*What you are asked to do:* Write out the rows word for word, from the very start through the line containing "[179,0,579,361]", with that line included. Leave the pictures out of your answer.
── Dataset content ──
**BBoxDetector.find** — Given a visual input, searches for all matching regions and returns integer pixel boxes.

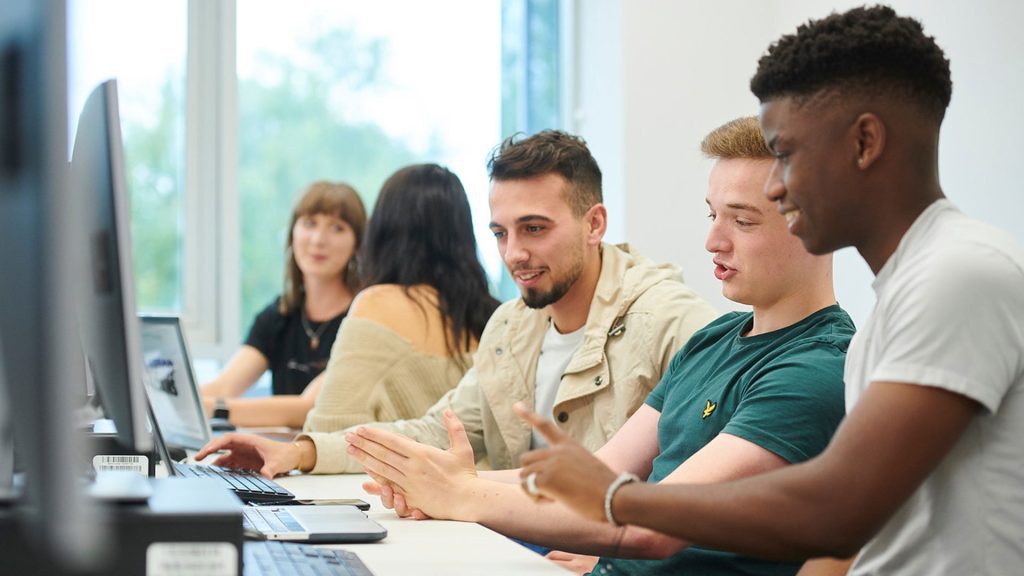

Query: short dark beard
[522,275,580,310]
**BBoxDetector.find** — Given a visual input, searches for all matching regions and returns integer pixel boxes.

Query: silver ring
[526,472,541,497]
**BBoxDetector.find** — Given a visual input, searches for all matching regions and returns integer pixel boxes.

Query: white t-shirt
[845,200,1024,576]
[530,322,587,448]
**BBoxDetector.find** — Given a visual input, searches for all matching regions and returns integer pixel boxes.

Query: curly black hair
[751,5,952,122]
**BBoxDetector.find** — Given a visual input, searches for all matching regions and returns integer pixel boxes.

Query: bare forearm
[612,457,876,560]
[459,480,684,559]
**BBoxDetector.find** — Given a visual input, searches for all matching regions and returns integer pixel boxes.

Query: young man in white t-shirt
[522,6,1024,575]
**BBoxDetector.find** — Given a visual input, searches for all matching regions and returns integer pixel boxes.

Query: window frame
[179,0,579,361]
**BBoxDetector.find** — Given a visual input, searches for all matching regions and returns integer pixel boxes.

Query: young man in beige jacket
[197,130,717,478]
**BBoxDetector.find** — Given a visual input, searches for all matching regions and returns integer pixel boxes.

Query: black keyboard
[242,541,374,576]
[174,462,295,504]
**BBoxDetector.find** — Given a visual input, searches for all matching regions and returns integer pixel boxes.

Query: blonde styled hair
[700,116,773,160]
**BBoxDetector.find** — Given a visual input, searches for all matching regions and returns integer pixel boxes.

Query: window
[69,0,566,359]
[68,0,186,312]
[238,0,501,332]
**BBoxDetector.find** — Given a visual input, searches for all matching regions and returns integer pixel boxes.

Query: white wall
[573,0,1024,324]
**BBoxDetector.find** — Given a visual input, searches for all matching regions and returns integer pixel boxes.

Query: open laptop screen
[140,316,210,450]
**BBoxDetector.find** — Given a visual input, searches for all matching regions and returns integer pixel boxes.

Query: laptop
[140,316,295,504]
[139,316,217,450]
[141,316,387,542]
[148,387,387,542]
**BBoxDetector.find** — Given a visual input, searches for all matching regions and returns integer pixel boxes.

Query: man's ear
[583,203,608,246]
[853,112,886,170]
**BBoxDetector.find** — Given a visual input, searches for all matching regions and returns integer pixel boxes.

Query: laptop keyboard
[242,506,306,534]
[174,462,295,504]
[242,541,373,576]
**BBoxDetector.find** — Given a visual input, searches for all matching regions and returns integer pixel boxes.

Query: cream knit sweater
[303,316,472,433]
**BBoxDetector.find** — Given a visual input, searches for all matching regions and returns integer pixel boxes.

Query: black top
[246,298,348,395]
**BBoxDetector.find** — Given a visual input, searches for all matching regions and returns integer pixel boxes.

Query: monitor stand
[0,476,243,576]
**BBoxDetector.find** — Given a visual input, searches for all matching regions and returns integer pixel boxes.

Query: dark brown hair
[278,180,367,315]
[487,130,603,217]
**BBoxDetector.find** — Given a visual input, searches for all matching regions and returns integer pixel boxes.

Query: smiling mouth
[782,209,800,225]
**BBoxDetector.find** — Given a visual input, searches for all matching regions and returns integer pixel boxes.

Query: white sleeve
[870,244,1024,412]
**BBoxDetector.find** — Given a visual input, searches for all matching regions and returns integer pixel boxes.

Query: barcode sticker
[92,454,150,476]
[145,542,239,576]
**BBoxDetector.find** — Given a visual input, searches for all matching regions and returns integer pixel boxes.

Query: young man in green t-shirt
[347,118,854,574]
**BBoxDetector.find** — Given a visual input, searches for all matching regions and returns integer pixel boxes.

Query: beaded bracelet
[604,472,640,526]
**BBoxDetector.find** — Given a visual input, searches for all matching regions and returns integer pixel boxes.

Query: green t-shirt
[593,305,854,576]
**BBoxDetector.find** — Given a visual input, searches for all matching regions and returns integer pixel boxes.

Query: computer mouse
[210,418,234,431]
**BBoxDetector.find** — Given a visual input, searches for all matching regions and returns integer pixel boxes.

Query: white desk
[276,475,568,576]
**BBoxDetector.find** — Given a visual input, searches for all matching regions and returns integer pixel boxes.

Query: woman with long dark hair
[201,164,498,469]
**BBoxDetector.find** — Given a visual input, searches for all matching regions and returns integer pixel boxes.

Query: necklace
[300,307,331,349]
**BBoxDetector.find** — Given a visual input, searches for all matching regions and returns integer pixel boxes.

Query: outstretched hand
[196,433,300,479]
[345,410,476,520]
[512,403,615,522]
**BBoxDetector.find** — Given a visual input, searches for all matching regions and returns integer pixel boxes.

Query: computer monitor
[71,80,153,452]
[0,0,104,567]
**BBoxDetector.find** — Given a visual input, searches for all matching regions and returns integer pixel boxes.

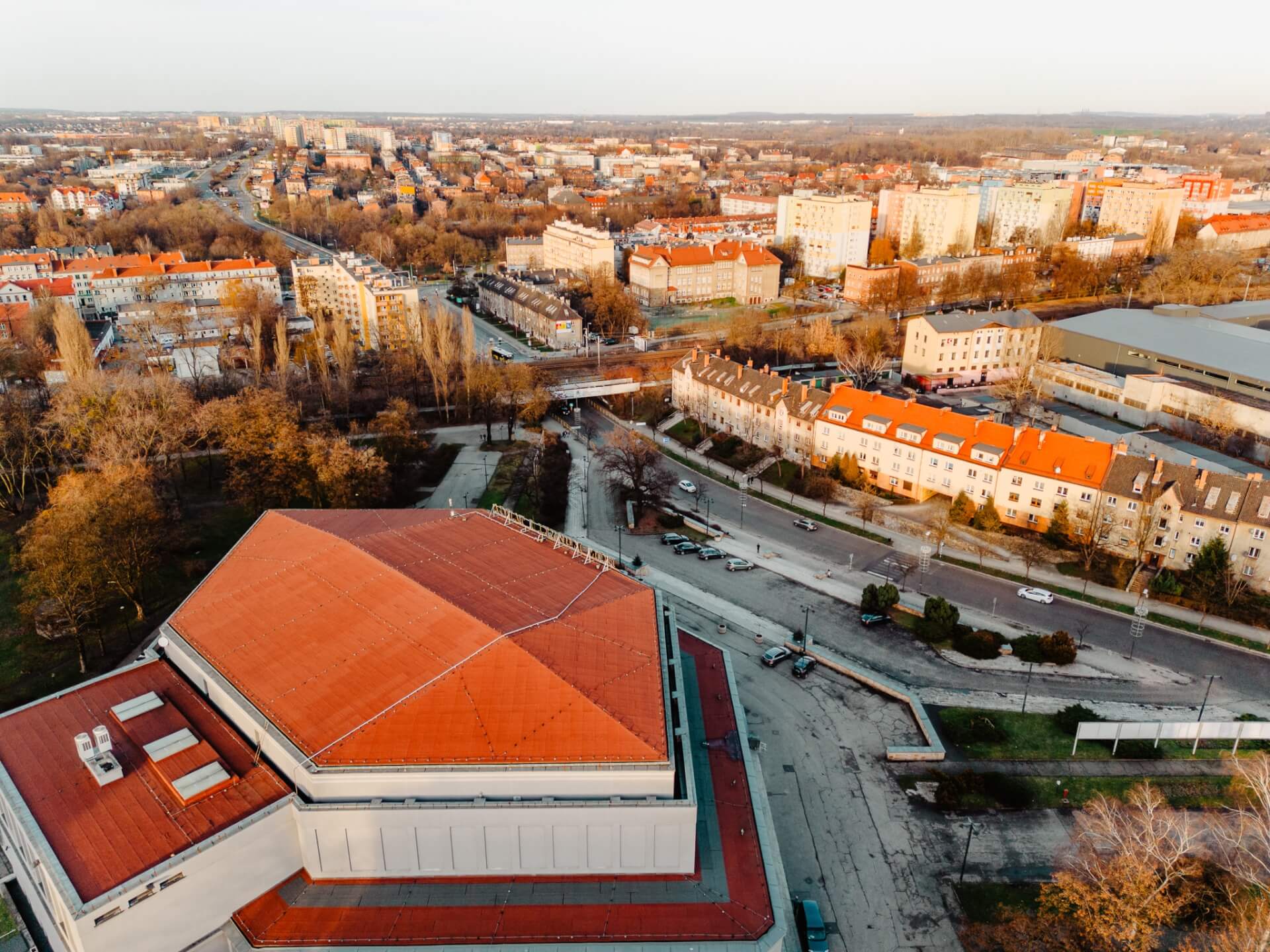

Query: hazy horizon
[10,0,1270,117]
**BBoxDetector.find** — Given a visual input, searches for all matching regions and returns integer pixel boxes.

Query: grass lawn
[665,416,705,448]
[956,882,1040,923]
[476,440,530,509]
[939,707,1248,760]
[936,555,1270,654]
[419,443,464,486]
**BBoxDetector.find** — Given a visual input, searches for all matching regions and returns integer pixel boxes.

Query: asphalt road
[584,410,1270,709]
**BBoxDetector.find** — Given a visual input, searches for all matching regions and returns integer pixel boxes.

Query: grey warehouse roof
[1053,313,1270,383]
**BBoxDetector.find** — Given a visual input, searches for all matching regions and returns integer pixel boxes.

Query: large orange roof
[1002,426,1117,486]
[0,661,290,902]
[170,509,668,766]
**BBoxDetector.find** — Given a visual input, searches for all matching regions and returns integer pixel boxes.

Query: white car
[1019,586,1054,606]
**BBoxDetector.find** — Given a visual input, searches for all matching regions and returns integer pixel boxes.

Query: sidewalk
[893,758,1230,777]
[645,418,1270,643]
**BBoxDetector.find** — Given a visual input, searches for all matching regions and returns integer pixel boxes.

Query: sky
[7,0,1270,116]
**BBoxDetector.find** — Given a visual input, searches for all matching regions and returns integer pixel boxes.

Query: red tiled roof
[0,661,288,901]
[171,509,668,766]
[1002,426,1117,486]
[233,632,775,948]
[1204,214,1270,235]
[818,386,1015,459]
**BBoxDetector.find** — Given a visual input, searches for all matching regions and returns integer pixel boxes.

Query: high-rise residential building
[776,189,872,278]
[627,241,781,307]
[1181,171,1234,219]
[1099,182,1185,255]
[991,182,1072,247]
[542,218,616,277]
[879,188,979,255]
[291,251,421,350]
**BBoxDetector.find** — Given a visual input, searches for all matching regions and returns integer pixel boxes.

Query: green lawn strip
[937,707,1251,760]
[936,555,1270,654]
[956,882,1040,923]
[665,416,702,447]
[476,443,529,509]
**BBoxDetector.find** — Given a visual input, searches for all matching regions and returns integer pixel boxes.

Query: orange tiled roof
[632,241,781,268]
[170,509,668,766]
[818,386,1015,459]
[1204,214,1270,235]
[0,661,290,901]
[1003,426,1117,486]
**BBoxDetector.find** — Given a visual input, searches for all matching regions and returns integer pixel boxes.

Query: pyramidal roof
[169,509,668,767]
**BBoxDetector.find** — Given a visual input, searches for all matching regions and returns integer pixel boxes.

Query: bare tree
[1009,536,1049,581]
[54,303,97,381]
[833,319,890,389]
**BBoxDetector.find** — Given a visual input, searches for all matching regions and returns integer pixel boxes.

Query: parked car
[763,645,792,668]
[1019,586,1054,606]
[794,898,829,952]
[794,655,816,678]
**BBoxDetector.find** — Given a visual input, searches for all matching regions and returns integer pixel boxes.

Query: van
[794,898,829,952]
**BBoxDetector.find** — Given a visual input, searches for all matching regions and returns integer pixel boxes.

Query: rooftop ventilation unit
[75,723,123,787]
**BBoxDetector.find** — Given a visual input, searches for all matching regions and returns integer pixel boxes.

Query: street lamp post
[1019,661,1033,713]
[1195,674,1222,722]
[956,820,983,886]
[613,523,626,569]
[1129,590,1151,661]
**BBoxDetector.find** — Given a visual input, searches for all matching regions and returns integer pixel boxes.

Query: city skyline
[7,0,1270,116]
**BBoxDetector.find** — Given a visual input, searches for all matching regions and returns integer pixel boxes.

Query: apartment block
[879,188,979,255]
[476,274,583,350]
[995,426,1124,532]
[291,251,421,350]
[542,218,616,277]
[505,235,542,269]
[1195,214,1270,251]
[842,264,899,305]
[776,189,872,278]
[1099,182,1185,255]
[719,193,779,214]
[1099,456,1270,592]
[812,385,1015,505]
[992,182,1066,246]
[671,348,829,462]
[627,241,781,307]
[902,309,1041,389]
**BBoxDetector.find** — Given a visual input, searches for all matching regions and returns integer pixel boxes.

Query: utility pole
[1195,674,1222,723]
[956,820,983,886]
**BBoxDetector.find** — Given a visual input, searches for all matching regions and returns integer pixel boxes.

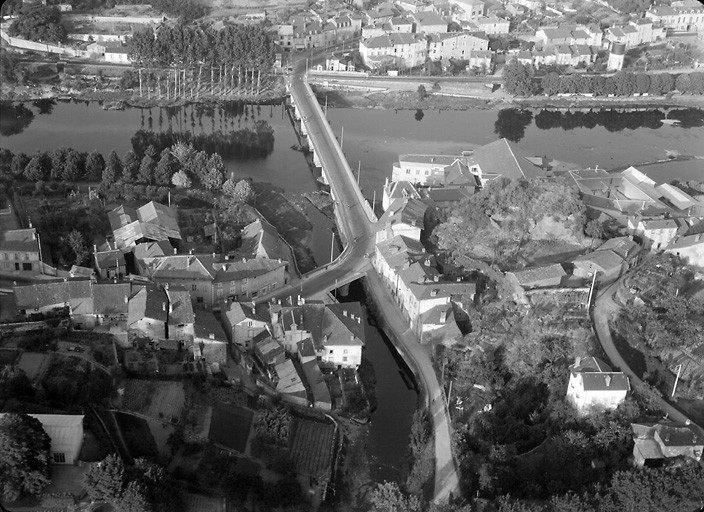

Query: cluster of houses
[5,197,365,409]
[567,357,704,467]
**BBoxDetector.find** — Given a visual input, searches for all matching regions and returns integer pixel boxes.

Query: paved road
[367,270,460,503]
[592,280,701,428]
[259,55,460,502]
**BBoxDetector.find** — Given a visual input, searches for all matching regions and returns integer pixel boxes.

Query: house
[428,32,489,60]
[93,244,127,279]
[193,308,227,365]
[631,420,704,467]
[572,249,626,283]
[471,16,511,35]
[108,201,181,249]
[240,219,293,261]
[127,286,169,340]
[104,45,132,64]
[165,286,195,344]
[359,32,427,69]
[254,336,286,366]
[274,359,308,406]
[645,2,704,32]
[635,219,678,251]
[449,0,484,22]
[664,233,704,267]
[0,228,46,277]
[141,253,287,307]
[220,302,269,348]
[376,197,428,243]
[301,359,332,411]
[0,413,83,465]
[567,357,631,414]
[381,178,420,211]
[507,263,567,289]
[412,11,447,34]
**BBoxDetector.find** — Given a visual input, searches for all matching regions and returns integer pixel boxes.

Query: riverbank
[315,80,704,110]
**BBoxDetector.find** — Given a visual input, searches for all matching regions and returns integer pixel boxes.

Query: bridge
[257,58,461,503]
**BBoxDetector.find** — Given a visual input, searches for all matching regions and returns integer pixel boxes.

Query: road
[592,280,701,429]
[272,54,460,503]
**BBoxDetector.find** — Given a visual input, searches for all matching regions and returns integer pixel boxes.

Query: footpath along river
[0,100,704,481]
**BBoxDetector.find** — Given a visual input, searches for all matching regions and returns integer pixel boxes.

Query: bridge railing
[303,77,377,223]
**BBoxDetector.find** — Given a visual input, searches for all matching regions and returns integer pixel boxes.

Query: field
[291,418,335,477]
[122,379,185,421]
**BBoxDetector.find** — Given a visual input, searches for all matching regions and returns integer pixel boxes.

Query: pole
[330,233,335,262]
[671,364,682,398]
[587,272,596,310]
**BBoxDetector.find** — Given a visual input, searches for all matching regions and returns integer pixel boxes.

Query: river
[0,101,704,481]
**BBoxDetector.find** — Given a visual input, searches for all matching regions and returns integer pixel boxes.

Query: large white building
[567,357,631,413]
[428,32,489,60]
[359,32,427,69]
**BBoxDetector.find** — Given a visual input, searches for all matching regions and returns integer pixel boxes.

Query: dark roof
[193,308,227,342]
[208,403,254,453]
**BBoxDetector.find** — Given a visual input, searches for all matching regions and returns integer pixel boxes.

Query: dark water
[338,281,418,482]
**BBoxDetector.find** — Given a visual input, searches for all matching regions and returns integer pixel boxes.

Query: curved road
[592,279,701,429]
[258,58,460,503]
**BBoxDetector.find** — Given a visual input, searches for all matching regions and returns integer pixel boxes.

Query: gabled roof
[166,287,195,325]
[469,138,541,178]
[0,228,39,252]
[193,308,227,343]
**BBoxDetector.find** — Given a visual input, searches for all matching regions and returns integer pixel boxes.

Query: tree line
[504,59,704,96]
[128,24,275,69]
───
*Solution to the problem:*
**BBoxDetector.find** — Given a visual input, searches for all matching regions and returns integer pixel boxes.


Query: short dark beard
[522,275,580,310]
**BBoxDetector.find** — Given a visual input, searches for all matching regions and returns integer pixel boxes.

Query: silver ring
[526,472,541,497]
**BBoxDetector.find** — Given a visual input, searches for all matching regions and returns integer pixel boxes.

Query: white t-shirt
[845,200,1024,576]
[530,322,587,448]
**BBoxDetector.find** — Given a visual input, searches for all matching regions and returns integer pixel boxes.

Query: curly black hair
[751,5,952,122]
**BBoxDetector.find** — Given a visual input, searches for all matching regions and returns integer pixel boxes.

Query: bare forearm
[612,457,876,560]
[459,480,684,559]
**BBoxDetector.find** — Given a visual input, searches for all matching regions and returns integer pixel boxes.

Query: young man in white t-shirt
[522,6,1024,575]
**BBoxDetector.find** — Given a visual input, searches for all matching regions and returns integer pixel boxes.

Query: window frame
[179,0,579,361]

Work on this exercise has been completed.